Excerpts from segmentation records
━━━

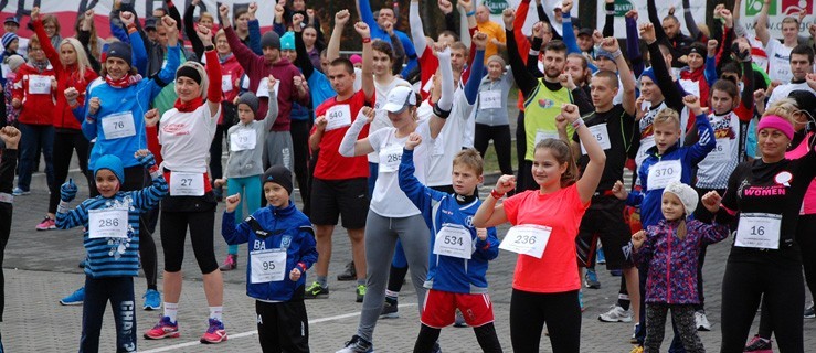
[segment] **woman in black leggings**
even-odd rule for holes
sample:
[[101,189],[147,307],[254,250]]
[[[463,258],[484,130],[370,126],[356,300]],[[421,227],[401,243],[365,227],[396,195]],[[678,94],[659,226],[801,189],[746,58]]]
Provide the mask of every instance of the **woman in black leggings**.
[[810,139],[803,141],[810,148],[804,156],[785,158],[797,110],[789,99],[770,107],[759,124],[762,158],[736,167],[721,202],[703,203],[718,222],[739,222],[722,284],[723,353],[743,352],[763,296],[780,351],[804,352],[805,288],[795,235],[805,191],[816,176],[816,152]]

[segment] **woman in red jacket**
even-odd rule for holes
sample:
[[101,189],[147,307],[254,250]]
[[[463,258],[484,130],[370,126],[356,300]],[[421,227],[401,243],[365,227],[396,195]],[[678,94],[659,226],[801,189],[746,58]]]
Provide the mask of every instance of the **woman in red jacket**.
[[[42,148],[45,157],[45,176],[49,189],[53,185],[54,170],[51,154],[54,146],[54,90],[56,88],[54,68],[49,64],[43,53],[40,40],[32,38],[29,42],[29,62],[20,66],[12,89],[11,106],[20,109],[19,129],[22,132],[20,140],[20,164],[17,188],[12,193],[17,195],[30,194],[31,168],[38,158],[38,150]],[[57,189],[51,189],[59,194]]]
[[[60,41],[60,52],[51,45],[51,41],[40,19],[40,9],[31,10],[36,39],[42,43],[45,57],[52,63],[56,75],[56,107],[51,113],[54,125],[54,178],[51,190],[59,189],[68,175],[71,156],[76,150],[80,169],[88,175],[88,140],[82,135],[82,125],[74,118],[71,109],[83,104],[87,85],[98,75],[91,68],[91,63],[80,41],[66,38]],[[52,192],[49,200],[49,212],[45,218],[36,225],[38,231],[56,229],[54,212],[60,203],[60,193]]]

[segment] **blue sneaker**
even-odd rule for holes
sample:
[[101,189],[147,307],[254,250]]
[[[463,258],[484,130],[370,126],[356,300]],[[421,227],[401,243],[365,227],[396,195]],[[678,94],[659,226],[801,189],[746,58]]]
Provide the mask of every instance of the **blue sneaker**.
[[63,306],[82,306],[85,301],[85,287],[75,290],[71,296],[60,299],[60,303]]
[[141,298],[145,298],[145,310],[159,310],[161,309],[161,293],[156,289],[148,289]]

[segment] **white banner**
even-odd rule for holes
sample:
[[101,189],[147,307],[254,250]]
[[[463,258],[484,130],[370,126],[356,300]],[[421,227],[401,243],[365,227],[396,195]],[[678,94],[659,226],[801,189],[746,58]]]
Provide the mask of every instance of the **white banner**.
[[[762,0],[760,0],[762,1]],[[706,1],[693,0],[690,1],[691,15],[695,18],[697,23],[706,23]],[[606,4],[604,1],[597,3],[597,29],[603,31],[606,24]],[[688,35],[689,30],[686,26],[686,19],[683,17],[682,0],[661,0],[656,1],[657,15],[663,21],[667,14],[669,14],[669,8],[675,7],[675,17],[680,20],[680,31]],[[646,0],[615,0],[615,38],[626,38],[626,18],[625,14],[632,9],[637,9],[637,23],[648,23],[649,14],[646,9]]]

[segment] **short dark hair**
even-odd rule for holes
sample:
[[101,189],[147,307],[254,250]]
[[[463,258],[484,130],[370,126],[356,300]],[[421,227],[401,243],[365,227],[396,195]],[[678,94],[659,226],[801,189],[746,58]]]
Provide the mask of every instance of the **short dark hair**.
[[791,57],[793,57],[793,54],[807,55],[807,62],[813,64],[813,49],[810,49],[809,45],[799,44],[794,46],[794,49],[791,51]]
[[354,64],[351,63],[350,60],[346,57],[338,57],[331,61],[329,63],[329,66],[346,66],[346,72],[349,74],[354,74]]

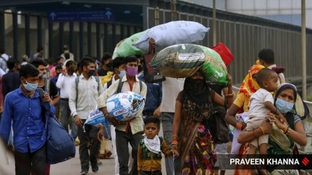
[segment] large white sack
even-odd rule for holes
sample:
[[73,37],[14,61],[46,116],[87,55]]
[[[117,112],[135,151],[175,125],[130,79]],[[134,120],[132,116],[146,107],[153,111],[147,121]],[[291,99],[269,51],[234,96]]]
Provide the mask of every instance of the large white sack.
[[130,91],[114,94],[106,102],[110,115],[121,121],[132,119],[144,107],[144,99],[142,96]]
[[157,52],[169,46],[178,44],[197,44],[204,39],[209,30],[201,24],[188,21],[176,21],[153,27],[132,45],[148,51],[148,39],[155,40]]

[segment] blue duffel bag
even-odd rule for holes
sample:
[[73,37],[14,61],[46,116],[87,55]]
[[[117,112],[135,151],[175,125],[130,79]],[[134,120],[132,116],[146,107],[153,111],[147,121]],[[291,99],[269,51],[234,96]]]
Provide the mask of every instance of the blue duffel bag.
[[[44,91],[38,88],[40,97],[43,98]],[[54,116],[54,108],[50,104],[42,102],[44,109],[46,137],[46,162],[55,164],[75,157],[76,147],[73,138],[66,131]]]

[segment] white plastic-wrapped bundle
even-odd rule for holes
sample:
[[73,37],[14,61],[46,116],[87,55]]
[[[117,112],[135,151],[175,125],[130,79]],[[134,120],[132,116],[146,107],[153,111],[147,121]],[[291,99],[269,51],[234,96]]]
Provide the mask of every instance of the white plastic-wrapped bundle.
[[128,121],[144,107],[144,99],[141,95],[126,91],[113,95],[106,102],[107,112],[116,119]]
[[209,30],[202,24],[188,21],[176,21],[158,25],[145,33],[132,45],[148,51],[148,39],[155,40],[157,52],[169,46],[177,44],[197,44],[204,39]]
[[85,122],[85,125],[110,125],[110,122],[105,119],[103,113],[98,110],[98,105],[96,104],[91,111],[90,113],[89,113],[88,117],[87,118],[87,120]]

━━━

→ What the exercise asks
Count the lines of the material above that contain the string "Provide", treating uppercase and lowercase as different. Reply with the number alone.

→ Correct response
8